- [Do this] Starting at the line with "Please point out the wooden footboard" and running through the end of the records, write those lines out again, changing "instance" to "occurrence" and leaving everything else as it is.

- [Data for the task]
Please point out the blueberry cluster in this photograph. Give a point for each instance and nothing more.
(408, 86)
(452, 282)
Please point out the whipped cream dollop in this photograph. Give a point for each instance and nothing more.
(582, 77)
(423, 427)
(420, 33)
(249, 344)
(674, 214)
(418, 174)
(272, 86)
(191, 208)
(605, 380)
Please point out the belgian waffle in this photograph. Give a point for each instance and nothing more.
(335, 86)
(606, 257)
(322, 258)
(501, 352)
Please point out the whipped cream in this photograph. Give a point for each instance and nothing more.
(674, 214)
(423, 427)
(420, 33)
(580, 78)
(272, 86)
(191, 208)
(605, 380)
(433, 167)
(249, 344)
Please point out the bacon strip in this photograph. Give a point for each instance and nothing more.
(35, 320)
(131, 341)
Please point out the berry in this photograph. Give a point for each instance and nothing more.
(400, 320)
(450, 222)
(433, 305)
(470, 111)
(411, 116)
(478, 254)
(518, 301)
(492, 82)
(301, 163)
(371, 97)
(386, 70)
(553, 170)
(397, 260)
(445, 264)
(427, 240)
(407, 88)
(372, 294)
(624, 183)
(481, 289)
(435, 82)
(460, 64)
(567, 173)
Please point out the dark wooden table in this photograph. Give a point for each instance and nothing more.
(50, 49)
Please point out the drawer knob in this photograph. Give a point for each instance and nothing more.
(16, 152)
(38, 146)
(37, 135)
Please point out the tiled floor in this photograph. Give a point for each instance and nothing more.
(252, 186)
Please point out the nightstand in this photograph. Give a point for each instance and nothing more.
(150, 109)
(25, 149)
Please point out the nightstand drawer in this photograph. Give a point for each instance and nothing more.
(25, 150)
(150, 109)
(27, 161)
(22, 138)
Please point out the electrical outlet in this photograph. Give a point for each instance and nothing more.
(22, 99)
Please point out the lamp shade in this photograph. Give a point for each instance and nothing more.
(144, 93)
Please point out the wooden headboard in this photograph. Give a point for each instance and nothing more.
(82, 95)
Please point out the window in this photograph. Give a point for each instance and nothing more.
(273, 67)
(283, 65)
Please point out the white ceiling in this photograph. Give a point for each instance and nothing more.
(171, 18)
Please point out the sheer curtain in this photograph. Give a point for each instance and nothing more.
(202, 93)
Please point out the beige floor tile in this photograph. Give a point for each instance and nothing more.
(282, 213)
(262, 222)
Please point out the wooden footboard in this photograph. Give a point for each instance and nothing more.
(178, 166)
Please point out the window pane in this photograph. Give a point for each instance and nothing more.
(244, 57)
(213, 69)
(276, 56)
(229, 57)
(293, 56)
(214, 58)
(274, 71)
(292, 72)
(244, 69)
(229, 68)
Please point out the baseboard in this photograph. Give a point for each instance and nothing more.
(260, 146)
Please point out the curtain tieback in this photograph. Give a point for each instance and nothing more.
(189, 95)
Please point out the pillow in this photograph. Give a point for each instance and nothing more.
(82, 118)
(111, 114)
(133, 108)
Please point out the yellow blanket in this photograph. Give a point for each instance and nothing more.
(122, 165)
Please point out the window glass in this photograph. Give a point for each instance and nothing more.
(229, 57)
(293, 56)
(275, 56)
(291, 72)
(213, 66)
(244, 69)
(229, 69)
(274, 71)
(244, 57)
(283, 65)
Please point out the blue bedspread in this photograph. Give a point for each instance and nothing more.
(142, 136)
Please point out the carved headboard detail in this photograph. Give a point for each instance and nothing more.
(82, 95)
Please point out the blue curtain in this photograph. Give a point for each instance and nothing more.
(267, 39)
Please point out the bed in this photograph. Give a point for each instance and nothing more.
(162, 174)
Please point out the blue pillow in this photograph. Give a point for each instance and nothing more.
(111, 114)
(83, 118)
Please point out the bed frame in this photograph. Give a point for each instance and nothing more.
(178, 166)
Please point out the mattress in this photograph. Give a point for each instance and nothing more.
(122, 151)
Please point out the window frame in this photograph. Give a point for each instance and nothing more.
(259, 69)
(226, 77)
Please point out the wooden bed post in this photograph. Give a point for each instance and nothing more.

- [Written solution]
Please point out the wooden footboard in this photograph. Give a point for each occurrence and nothing more.
(178, 166)
Please point out the window pane in this photograph. Give a point for each occurrence and nothing more.
(244, 57)
(213, 69)
(276, 56)
(229, 57)
(293, 56)
(214, 58)
(274, 71)
(292, 72)
(244, 69)
(229, 68)
Please point out the baseboard in this photograph. Give a point for each occurrence and nothing more.
(260, 146)
Please point out the curtain tieback in this photograph. Give a point for each occurrence and nothing more.
(189, 95)
Please point out the pillow in this photograph. Give a point for each occurrence and nothing more.
(82, 118)
(111, 114)
(133, 108)
Please point out the yellow blanket in this photograph. Give a point for each occurrence and nothing more.
(122, 165)
Please point out the window glass in this photograph. Give a point for each occurrence and nothing more.
(229, 57)
(293, 56)
(275, 56)
(291, 72)
(213, 66)
(244, 69)
(229, 69)
(274, 71)
(244, 57)
(283, 65)
Please point out the blue bedspread in this photograph. Give a point for each occurrence and nothing more.
(142, 136)
Please point out the carved headboard detail in this photograph. Give a point for each occurrence and nothing more.
(82, 95)
Please point out the blue curtain in this photograph. Give a point for each occurrence and nothing more.
(267, 39)
Please point out the bed in this photograph. Give a point for each occurrence and nothing more.
(162, 174)
Please point out the blue pillow in this photograph. Give a point for each occurrence and nothing more.
(111, 114)
(83, 118)
Please point out the bed frame in this photograph. Give a point for each occurrence and nothing more.
(178, 166)
Please point out the mattress in this photograph. Give a point for each occurrence and nothing more.
(122, 151)
Please point out the window frame in this photograph. Give a point for each occurrence and nothing more.
(259, 69)
(226, 77)
Please point out the wooden bed post in this photograph. Give a point for each occurrence and nothing more.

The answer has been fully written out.